══ EXCERTO DA PÁGINA ══
Quando há diagnóstico de diabetes, o declínio da memória e da cognição global é ainda mais acentuado, explica Suemoto, provavelmente porque a exposição geral poderá ser maior do que entre pessoas sem a doença.

"Além disso, a própria diabetes já é um forte fator de risco para o declínio cognitivo associado à doença de Alzheimer e à demência vascular, o que provavelmente torna o cérebro mais vulnerável a exposições nocivas", acrescenta. "São necessárias mais investigações para confirmar as nossas conclusões e perceber se outras alternativas ao açúcar refinado, como o puré de maçã, o mel, o xarope de ácer ou o açúcar de coco, podem ser opções eficazes.

Quando os investigadores analisaram os resultados por faixa etária, concluíram que as pessoas com menos de 60 anos que consumiam maiores quantidades de adoçantes apresentavam um declínio mais rápido na fluência verbal e na cognição global. Essa conclusão, no entanto, não se verificou entre os participantes com mais de 60 anos.

"Isto sugere que as exposições alimentares na meia-idade, décadas antes de surgirem sintomas cognitivos, podem ter consequências ao longo da vida para a saúde do cérebro", escreve Holland no editorial.

"Estas conclusões podem levar os neurologistas a reconsiderar as recomendações alimentares padrão, sobretudo para doentes com diabetes, síndrome metabólica ou fatores de risco cerebrovascular."

Nem todos os adoçantes foram associados a declínio

No estudo, os investigadores analisaram os seguintes adoçantes artificiais: aspartame, sacarina, acessulfame-K, eritritol, xilitol, sorbitol e tagatose.
═══
### [O QUE FAZER]
1) Indique se cada afirmação concorda com o excerto, respondendo sim ou não e citando as palavras decisivas: (a) entre os participantes com mais de 60 anos, o maior consumo de adoçantes associou-se a um declínio mais rápido da fluência verbal; (b) o xilitol foi um dos adoçantes analisados no estudo; (c) o mel é apresentado como uma alternativa ao açúcar refinado cuja eficácia já está confirmada.
2) Segundo o excerto, em que aspetos cognitivos se verificou um declínio mais rápido nas pessoas com menos de 60 anos que consumiam maiores quantidades de adoçantes?
3) Explique, por favor, com base no excerto, por que razão o declínio da memória e da cognição global é ainda mais acentuado quando há diagnóstico de diabetes.
══ MATERIAL APRESENTADO ══
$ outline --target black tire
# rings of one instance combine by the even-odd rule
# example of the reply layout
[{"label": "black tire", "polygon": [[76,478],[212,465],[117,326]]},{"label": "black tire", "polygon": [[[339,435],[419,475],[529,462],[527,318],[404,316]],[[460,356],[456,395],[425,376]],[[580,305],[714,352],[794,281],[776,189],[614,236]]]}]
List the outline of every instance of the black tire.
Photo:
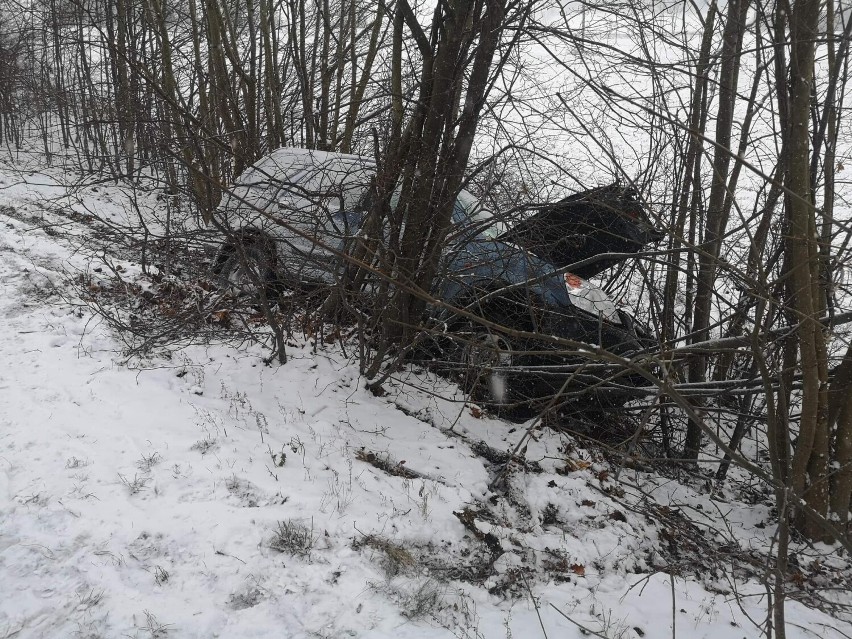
═══
### [RESPOSTAS]
1)
(a) Não: "Essa conclusão, no entanto, não se verificou entre os participantes com mais de 60 anos."
(b) Sim: "aspartame, sacarina, acessulfame-K, eritritol, xilitol, sorbitol e tagatose."
(c) Não: "São necessárias mais investigações para confirmar as nossas conclusões e perceber se outras alternativas ao açúcar refinado, como o puré de maçã, o mel, o xarope de ácer ou o açúcar de coco, podem ser opções eficazes."

2) Na fluência verbal e na cognição global.

3) Provavelmente porque a exposição geral poderá ser maior do que entre pessoas sem a doença. Além disso, a própria diabetes já é um forte fator de risco para o declínio cognitivo associado à doença de Alzheimer e à demência vascular. Isso provavelmente torna o cérebro mais vulnerável a exposições nocivas.